##### ENTRIES SUPPLIED #####
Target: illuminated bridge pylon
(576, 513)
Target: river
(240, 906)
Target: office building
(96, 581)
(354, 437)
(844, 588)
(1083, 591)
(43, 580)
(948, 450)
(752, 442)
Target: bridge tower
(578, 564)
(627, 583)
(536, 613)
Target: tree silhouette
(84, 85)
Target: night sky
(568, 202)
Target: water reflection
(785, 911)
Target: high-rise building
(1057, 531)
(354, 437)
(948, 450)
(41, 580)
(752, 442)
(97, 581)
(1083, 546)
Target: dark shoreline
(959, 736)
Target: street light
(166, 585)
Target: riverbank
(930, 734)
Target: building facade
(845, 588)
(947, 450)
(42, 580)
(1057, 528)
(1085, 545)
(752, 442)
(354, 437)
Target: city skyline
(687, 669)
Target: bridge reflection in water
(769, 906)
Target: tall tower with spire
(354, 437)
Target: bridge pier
#####
▶ **PROBLEM TO SOLVE**:
Print the records again, exactly as they stand above.

▶ **EXERCISE RESULT**:
Target: illuminated bridge pylon
(576, 513)
Target: river
(240, 906)
Target: office building
(96, 581)
(354, 437)
(844, 588)
(1083, 591)
(43, 580)
(948, 450)
(752, 442)
Target: bridge tower
(578, 564)
(627, 583)
(536, 613)
Target: tree silhouette
(84, 85)
Target: night sky
(568, 202)
Target: water reflection
(785, 911)
Target: high-rise building
(1057, 531)
(354, 437)
(948, 450)
(41, 580)
(752, 442)
(97, 581)
(1083, 546)
Target: dark shoreline
(959, 736)
Target: street light
(166, 585)
Target: riverbank
(930, 734)
Target: building facade
(845, 588)
(947, 450)
(42, 580)
(1057, 528)
(1085, 545)
(752, 442)
(354, 437)
Target: city skyline
(687, 669)
Target: bridge reflection in water
(769, 906)
Target: tall tower with spire
(354, 437)
Target: bridge pier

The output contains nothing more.